# YOUR TASK:
Your reply should consist of the entries, copied exactly and stripped of images.

___ DATA SUPPLIED

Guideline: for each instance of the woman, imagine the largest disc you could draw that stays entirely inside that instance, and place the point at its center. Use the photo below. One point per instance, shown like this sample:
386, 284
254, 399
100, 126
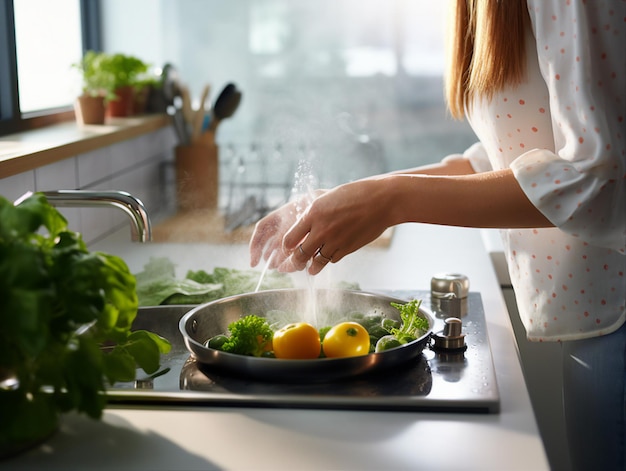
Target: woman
542, 82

______

# ANSWER BELOW:
Guideline: for each instance of the woman, imagine the largest disc you could draw that stays entirely inside that instance, and place the point at its center. Use the photo below. One point per instance, shown like this sample:
386, 284
254, 399
100, 126
Target: woman
542, 82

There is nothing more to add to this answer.